[Start of section]

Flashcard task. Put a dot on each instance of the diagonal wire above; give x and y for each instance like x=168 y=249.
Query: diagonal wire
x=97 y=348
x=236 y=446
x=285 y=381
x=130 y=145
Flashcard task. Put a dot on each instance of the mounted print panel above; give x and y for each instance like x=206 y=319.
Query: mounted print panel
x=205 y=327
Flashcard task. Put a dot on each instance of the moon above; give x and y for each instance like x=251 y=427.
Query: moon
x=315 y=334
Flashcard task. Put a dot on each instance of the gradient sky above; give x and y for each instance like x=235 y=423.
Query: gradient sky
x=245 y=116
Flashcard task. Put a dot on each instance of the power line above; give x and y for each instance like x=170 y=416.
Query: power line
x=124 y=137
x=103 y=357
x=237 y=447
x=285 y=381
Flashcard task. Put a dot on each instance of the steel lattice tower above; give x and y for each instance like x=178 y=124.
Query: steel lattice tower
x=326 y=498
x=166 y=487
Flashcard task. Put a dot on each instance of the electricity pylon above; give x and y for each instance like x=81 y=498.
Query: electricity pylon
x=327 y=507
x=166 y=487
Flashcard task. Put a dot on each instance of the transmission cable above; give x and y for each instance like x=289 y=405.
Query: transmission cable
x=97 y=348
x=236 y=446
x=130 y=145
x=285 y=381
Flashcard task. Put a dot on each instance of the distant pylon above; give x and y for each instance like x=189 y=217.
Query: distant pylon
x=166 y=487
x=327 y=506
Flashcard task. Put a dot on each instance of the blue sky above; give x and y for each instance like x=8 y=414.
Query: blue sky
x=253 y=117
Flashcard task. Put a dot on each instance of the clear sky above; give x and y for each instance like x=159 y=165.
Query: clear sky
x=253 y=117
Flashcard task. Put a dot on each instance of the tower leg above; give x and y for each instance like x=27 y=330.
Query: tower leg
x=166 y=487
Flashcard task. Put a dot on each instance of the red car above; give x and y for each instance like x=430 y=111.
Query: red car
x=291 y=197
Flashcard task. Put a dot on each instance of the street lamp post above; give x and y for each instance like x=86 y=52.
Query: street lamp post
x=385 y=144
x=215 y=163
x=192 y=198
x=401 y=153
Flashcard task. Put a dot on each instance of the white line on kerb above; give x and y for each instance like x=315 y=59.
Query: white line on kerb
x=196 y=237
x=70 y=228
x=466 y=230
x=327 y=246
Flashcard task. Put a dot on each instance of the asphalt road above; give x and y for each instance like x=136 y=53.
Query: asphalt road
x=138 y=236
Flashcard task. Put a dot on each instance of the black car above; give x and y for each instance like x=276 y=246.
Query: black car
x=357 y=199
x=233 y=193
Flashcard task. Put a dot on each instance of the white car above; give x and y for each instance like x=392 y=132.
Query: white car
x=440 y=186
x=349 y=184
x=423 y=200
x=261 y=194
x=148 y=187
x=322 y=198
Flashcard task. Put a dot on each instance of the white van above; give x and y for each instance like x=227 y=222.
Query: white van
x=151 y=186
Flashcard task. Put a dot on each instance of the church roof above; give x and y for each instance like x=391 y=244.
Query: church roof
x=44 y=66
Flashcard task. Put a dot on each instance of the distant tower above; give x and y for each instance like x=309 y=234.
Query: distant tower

[End of section]

> Exercise goal: A complete, exact copy of the entries is required.

> Solution below:
Flashcard task. Put a dot on each instance of the diagonal wire above; give x and y for each instance like x=168 y=249.
Query: diagonal wire
x=97 y=348
x=236 y=446
x=285 y=381
x=130 y=145
Flashcard task. Put a dot on each instance of the mounted print panel above; give x and y for each instance like x=206 y=319.
Query: mounted print panel
x=205 y=327
Flashcard task. Put a dot on each instance of the moon above; give x and y for each instance like x=251 y=427.
Query: moon
x=315 y=334
Flashcard task. Put a dot on each instance of the gradient sky above; give x and y for each instance like x=235 y=423.
Query: gradient sky
x=245 y=116
Flashcard task. Put a dot on each instance of the power line above; give x and y for each instance like x=170 y=416.
Query: power line
x=124 y=137
x=103 y=357
x=237 y=447
x=285 y=381
Flashcard task. Put a dot on each instance of the steel lattice tower above; give x and y for each instance like x=178 y=124.
Query: steel lattice tower
x=326 y=498
x=166 y=487
Flashcard task. Put a dot on each instance of the electricity pylon above; give x and y for each instance like x=81 y=498.
Query: electricity pylon
x=327 y=507
x=166 y=487
Flashcard task. Put a dot on each instance of the transmission cable above; give x and y for each instance like x=289 y=405.
Query: transmission cable
x=97 y=348
x=236 y=446
x=130 y=145
x=285 y=381
Flashcard task. Put a dot on each instance of the distant pylon above; give x and y for each instance like x=189 y=217.
Query: distant pylon
x=166 y=487
x=327 y=506
Flashcard task. Put a dot on each instance of the blue sky above; give x and y for each instance like x=8 y=414.
Query: blue sky
x=253 y=117
Flashcard task. Put a dot on each instance of the clear sky above; give x and y for each instance like x=159 y=165.
Query: clear sky
x=253 y=117
Flashcard task. Put a dot on each instance of the tower leg above; give x and y for each instance like x=27 y=330.
Query: tower leg
x=166 y=487
Flashcard task. Put a dot on each instance of the red car above; give x and y for each instance like x=430 y=111.
Query: red car
x=291 y=197
Flashcard task. Put a dot on each instance of the street lamp post above; give x and y for each instance like x=86 y=52.
Query: street lamp post
x=385 y=144
x=215 y=163
x=192 y=198
x=401 y=153
Flashcard task. Put a dot on each instance of the white line on kerb above; give x and y for each instance like x=315 y=59.
Query: white line on kerb
x=196 y=237
x=70 y=228
x=466 y=230
x=327 y=246
Flashcard task. Put a dot on each instance of the asphalt road above; give x and y for each instance like x=136 y=53.
Query: asphalt road
x=138 y=236
Flashcard task. Put a dot on each instance of the black car above; give x and y for each instance like x=276 y=246.
Query: black car
x=357 y=199
x=233 y=193
Flashcard task. Put a dot on each instance of the white car above; give x and y for each instance like x=392 y=132.
Query: white car
x=440 y=186
x=349 y=184
x=423 y=200
x=261 y=194
x=148 y=187
x=322 y=198
Flashcard task. Put a dot on each instance of the white van above; give x and y for each instance like x=227 y=222.
Query: white van
x=151 y=186
Flashcard task. Put a dot on each instance of the church roof above; give x and y for each instance like x=391 y=244.
Query: church roof
x=44 y=66
Flashcard task. Put a dot on each instance of the distant tower above; give x and y for each instance like x=309 y=234.
Query: distant tower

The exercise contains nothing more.